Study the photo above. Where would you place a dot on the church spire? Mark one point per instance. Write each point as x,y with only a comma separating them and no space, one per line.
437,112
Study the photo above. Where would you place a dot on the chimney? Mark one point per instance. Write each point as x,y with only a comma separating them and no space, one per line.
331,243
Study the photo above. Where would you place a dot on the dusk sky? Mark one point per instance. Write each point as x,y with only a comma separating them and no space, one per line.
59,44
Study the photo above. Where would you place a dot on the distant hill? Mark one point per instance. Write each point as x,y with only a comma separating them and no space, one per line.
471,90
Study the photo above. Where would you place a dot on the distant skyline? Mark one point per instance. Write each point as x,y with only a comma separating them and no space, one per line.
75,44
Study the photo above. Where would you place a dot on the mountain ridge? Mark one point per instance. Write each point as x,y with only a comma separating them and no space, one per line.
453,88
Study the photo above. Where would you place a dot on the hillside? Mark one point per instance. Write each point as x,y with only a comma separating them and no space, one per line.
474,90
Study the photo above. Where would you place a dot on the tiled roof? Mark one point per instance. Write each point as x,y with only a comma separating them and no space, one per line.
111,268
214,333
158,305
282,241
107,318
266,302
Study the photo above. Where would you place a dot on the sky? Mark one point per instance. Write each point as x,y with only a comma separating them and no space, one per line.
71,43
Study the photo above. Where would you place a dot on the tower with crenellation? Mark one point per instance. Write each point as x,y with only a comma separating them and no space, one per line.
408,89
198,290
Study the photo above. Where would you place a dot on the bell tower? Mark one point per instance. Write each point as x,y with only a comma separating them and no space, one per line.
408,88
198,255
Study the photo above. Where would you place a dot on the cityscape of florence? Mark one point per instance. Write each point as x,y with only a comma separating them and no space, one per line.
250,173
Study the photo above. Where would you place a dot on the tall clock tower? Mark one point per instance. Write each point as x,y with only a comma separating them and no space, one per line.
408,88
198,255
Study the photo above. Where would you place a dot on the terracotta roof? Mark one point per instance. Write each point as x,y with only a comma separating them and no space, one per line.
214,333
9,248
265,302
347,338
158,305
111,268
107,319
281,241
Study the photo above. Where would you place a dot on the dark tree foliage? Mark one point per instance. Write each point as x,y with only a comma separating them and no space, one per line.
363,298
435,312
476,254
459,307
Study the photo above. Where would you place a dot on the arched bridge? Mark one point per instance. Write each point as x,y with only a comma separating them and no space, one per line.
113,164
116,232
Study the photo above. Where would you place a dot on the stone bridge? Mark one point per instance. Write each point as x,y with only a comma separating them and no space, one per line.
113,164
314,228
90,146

» **TASK DIRECTIONS**:
Could you copy the entire listing above verbatim, from its first line through its last?

» **ANSWER FOR THE TASK**:
Study the photo above. Where would you place a dot on the church spire? Mark one point per instance. Write each point as x,y with only a comma separating them and no space, one per line.
437,112
Study the photo above. Where would you place a dot on the chimney? Mark one point per instance. Write each point as x,y with only a comma separating them and no space, one per line.
331,243
Study the photo above. Where would you place a dot on the dusk sky? Mark one point per instance. Write each point as x,y with only a comma separating them and no space, one per line.
59,44
Study the photo above. Where would you place a dot on the distant hill? Mark one point per instance. Write each point as x,y with only a comma separating them and no space, one per line.
471,90
Study the photo above. Where would you place a dot on the distant skyline? Mark one point per instance. Write each point as x,y with only a comma separating them and no space, one per line.
75,44
Study the photo above. Where would you place a dot on the mountain ridge? Mark one point per instance. Write each point as x,y with only a comma separating them and no space, one per line.
453,88
Study the photo above. Where would you place a dot on the hillside? Mark one point per instance. Write each point as x,y with only a comma separating them and no space, one per line.
474,90
Study the photo above. Where would you place a dot on the tiled roof? Mark one point per instance. Write each point as x,y with only a comma separating them and no space, one per line.
111,268
214,333
158,305
282,241
107,318
266,302
Study the photo above. Where would you place a dot on the sky? Mark one point per instance. Write each point as x,y with only a comma separating them and no space, one per line.
71,43
Study the photo above. Where would you place a dot on the tower with crenellation? Mark one point per instance. Write each point as x,y with only a comma separating them and no space, one per line.
408,89
198,290
Study the photo above. Where would you place a dot on the bell tower? Mark one point per instance. Write each point as x,y with only a comma separating them and no space, one per line.
408,88
198,255
Study the photo above. Where would you place a dot on the cityscape of florence? Mark one point per instance. Write each point as x,y with only a comma separating them and no space, one per line.
250,173
Study the photo above. Where would you place a dot on the tall clock tower? Mark one point per instance. Write each point as x,y with only a comma separating them and no space, one per line.
408,88
198,255
Study the photo above. Where would you place a dot on the terracotta roof? Mark one point per instance. Write each point as x,y with only a comma separating them and no space, one per line.
214,333
9,248
265,302
347,338
158,305
111,268
107,319
281,241
Study the photo above. Where would you place a dot on the dark tree foliage? Mark one point per instance. Write each point as x,y with only a comma separating them and no space, one per line.
363,298
435,312
476,254
459,307
Study the photo above. Where would you place a dot on the arched bridge? Mark one point per instance. Write each point as x,y with only a comma separating them and no space, one per line.
113,164
116,232
Study the photo above. Where would you place a dot on the stone bridge? Mark one point per instance. Write each point as x,y with only a comma separating them and no space, one per line.
113,164
314,228
90,146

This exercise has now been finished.